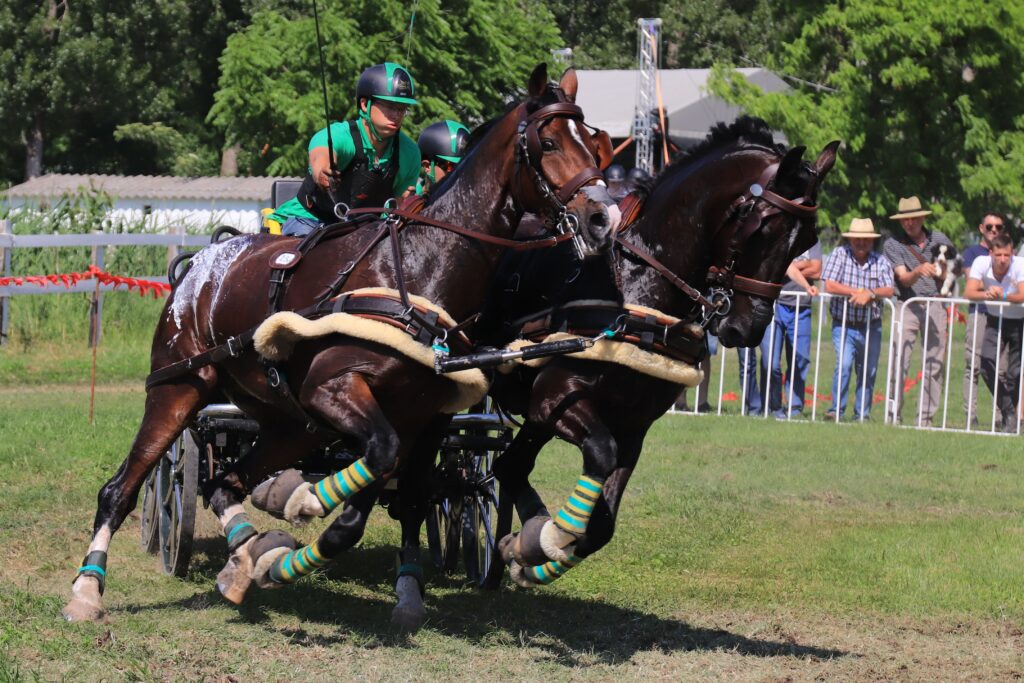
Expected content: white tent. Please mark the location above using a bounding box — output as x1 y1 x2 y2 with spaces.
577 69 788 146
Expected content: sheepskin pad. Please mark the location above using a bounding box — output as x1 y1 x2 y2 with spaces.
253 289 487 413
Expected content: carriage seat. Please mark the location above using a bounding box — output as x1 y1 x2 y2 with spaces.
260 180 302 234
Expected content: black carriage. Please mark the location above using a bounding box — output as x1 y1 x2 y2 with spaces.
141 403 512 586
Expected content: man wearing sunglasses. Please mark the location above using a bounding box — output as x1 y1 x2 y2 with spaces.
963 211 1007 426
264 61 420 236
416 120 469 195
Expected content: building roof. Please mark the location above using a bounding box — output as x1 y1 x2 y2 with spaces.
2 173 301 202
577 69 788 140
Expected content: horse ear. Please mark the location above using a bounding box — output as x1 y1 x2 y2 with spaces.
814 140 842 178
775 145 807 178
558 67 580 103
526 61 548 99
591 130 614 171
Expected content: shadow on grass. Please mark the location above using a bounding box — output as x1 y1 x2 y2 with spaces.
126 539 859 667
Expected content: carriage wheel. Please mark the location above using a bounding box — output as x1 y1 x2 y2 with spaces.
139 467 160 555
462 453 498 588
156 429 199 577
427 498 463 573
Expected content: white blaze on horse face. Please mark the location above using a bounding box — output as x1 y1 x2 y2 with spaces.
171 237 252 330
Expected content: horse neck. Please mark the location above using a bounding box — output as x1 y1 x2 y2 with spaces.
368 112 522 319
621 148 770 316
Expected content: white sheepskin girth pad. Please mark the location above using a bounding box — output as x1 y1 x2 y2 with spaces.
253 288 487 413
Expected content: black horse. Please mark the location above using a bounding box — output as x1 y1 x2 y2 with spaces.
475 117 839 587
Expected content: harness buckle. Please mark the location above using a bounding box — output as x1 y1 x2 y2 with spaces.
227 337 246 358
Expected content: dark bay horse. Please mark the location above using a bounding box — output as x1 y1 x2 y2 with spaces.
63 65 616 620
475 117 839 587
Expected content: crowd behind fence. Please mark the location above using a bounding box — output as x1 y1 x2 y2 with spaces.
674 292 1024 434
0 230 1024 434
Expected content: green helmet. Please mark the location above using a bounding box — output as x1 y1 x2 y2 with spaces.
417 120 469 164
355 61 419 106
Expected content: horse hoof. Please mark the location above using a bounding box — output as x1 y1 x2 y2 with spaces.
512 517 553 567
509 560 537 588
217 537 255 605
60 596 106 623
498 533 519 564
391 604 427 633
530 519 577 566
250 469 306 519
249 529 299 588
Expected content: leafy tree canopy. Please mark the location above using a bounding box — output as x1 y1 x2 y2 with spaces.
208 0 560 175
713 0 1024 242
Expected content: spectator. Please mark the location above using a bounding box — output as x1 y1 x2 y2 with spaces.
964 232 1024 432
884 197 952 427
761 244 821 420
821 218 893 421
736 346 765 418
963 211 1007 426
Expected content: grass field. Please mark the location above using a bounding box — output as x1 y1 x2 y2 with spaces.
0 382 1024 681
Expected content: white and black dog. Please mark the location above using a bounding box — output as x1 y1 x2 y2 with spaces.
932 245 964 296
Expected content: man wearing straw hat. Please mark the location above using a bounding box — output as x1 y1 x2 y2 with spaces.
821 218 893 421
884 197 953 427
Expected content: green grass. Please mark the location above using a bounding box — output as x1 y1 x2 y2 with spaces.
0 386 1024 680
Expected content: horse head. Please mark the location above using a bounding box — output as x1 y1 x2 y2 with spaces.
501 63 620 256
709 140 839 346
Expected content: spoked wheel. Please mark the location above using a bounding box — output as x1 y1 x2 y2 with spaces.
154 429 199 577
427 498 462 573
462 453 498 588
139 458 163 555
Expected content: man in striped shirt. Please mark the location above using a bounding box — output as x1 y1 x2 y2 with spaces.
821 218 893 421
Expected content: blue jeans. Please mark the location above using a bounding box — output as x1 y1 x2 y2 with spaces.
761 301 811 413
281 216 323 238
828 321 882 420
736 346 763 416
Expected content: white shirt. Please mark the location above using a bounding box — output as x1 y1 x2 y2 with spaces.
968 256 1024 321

...

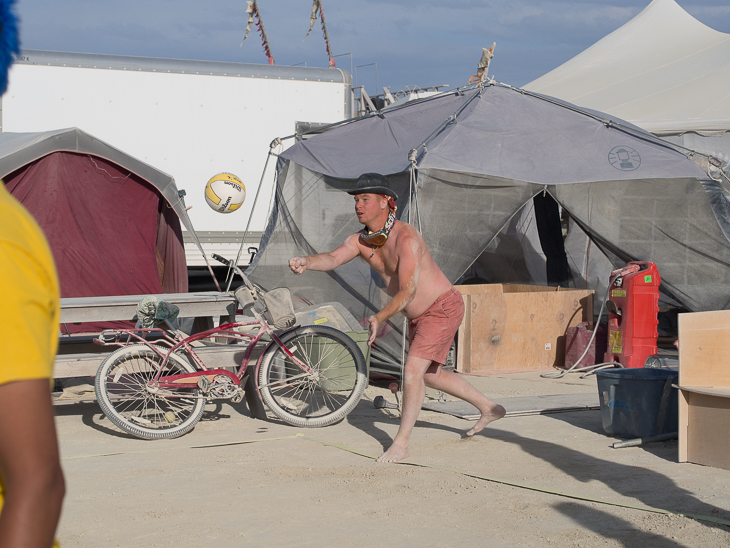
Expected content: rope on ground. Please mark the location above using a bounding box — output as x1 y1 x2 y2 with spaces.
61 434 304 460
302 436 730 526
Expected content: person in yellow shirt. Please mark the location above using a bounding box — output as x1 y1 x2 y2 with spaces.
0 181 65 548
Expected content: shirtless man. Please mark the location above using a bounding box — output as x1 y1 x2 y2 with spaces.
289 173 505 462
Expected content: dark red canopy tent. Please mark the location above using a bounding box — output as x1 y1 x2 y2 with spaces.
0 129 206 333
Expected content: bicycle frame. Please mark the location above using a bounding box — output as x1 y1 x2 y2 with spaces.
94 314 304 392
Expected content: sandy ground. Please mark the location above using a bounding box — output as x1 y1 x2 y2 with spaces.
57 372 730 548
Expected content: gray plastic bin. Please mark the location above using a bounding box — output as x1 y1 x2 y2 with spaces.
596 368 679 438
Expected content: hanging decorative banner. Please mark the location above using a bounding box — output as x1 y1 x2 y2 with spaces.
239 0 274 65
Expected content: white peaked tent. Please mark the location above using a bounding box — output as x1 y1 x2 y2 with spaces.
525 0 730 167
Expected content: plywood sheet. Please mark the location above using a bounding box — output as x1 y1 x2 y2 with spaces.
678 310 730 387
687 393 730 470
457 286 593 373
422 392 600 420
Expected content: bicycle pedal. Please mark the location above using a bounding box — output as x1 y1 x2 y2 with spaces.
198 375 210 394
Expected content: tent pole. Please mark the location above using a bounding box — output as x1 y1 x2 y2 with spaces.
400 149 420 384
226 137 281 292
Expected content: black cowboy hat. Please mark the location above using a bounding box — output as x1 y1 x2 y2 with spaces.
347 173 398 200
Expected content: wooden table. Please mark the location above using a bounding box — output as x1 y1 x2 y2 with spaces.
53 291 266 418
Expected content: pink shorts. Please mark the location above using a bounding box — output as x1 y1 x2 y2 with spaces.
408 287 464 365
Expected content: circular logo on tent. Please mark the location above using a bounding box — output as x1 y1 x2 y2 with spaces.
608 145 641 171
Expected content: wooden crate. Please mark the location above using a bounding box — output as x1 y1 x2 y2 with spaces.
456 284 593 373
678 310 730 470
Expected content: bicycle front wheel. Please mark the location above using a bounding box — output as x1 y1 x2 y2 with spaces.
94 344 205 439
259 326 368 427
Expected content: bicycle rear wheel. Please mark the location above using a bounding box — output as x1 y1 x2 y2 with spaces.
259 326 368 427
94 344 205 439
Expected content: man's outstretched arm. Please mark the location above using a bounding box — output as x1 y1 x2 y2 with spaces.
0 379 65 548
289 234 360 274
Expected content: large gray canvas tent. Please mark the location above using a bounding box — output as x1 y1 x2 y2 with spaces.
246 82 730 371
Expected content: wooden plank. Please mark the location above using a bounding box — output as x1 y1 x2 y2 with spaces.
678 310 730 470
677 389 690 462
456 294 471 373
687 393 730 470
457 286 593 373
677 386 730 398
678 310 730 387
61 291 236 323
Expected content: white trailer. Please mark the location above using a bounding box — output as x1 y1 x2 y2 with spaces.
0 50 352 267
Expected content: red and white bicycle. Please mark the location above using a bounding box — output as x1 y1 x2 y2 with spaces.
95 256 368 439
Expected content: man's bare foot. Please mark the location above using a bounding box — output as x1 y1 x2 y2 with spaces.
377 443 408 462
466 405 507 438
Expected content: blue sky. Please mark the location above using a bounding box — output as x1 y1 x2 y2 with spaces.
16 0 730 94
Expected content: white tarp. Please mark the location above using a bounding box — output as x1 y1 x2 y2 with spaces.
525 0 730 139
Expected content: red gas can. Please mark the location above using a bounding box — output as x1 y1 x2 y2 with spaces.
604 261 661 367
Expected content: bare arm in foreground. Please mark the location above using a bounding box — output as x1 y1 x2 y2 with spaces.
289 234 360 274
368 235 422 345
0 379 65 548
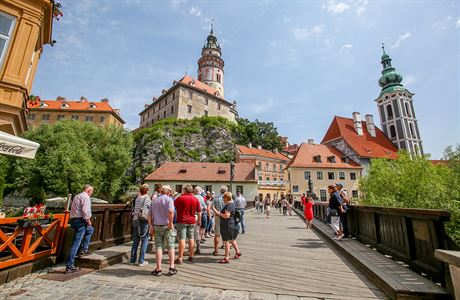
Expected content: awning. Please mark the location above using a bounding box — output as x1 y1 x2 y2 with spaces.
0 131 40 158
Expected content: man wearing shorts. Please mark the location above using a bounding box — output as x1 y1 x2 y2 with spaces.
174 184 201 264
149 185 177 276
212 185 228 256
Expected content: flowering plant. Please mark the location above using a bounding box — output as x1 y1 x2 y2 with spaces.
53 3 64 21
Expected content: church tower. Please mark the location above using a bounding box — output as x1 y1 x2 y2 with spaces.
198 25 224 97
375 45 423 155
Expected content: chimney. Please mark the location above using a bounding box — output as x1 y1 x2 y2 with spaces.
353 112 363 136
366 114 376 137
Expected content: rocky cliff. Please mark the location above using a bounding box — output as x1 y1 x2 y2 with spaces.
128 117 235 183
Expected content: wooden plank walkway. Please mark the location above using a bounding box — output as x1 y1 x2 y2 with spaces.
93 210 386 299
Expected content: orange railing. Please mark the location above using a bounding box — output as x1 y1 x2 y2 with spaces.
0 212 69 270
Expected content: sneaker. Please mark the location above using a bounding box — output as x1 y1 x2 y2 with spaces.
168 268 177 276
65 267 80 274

--

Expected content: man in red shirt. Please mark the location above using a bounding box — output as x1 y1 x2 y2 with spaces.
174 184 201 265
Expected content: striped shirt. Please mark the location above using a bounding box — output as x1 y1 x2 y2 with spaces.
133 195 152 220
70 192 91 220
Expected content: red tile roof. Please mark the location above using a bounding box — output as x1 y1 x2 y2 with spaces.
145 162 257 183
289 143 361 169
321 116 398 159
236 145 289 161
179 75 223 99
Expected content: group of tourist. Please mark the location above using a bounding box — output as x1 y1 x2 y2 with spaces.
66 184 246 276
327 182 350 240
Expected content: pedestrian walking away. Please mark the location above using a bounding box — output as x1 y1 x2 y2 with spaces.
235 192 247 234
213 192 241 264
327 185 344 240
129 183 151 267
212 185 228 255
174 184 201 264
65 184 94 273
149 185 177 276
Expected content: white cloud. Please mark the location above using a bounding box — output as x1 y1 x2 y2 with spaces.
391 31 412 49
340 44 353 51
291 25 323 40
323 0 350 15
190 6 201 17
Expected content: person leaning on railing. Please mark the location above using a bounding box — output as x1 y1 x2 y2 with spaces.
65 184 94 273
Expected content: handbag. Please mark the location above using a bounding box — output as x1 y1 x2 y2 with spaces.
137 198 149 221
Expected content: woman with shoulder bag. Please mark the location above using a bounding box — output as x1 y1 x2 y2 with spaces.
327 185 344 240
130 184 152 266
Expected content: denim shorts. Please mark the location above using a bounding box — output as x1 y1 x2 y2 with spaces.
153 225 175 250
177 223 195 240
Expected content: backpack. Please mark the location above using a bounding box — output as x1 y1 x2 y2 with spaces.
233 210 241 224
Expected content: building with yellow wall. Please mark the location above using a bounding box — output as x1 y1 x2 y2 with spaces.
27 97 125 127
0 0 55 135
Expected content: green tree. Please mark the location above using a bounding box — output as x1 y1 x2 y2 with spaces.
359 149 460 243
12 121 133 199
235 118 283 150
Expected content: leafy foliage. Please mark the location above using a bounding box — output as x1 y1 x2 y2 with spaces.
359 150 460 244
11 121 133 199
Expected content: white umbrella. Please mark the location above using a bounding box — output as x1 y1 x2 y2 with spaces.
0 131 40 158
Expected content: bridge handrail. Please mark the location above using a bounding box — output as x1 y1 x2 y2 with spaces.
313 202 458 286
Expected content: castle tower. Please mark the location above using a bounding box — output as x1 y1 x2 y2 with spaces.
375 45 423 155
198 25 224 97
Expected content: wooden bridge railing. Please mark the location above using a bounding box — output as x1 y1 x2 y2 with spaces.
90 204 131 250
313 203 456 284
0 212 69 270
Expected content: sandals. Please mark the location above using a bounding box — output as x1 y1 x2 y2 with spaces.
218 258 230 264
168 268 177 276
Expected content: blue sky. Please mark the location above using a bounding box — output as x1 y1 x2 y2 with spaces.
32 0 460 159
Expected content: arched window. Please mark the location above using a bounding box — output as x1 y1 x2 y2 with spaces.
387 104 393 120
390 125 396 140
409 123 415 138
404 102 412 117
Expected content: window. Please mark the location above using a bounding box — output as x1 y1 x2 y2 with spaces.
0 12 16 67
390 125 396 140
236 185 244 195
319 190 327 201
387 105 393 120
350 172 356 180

**YOUR TASK**. Convert the entries into a two-column CSV with the header entry_text,answer. Give one row per entry, with each field in quotation marks and any line breaks replaced by spaces. Begin at the line that has "Expected content: rope" and stop after the line that has "596 368 679 438".

**PROBLEM SOLUTION**.
entry_text,answer
"Expected content: rope on ground. Please mark the location above using a bounding box — output as x1 y1 x2 y2 with spaces.","61 434 304 460 302 436 730 526"
"Expected content: person in yellow shirt. Please mark the location above using a bounding box — output as x1 y1 x2 y2 with spaces.","0 181 65 548"
"Expected content: shirtless man. Please mark the location above using a bounding box — output as x1 y1 x2 y2 with spaces.","289 173 505 462"
"Expected content: dark red canopy tent. Please mark the location above using a bounding box — output as x1 y1 x2 y2 with spaces.","0 129 206 333"
"Expected content: bicycle frame. Please mark the location above using a bounding box — output as x1 y1 x2 y2 with spaces.","94 314 304 392"
"Expected content: sandy ground. Please mark the location above using a bounding box — output as x1 y1 x2 y2 with spaces.","57 372 730 548"
"Expected content: gray plastic bin. Please mark the location above using a bounding box — output as x1 y1 x2 y2 with spaces.","596 368 679 438"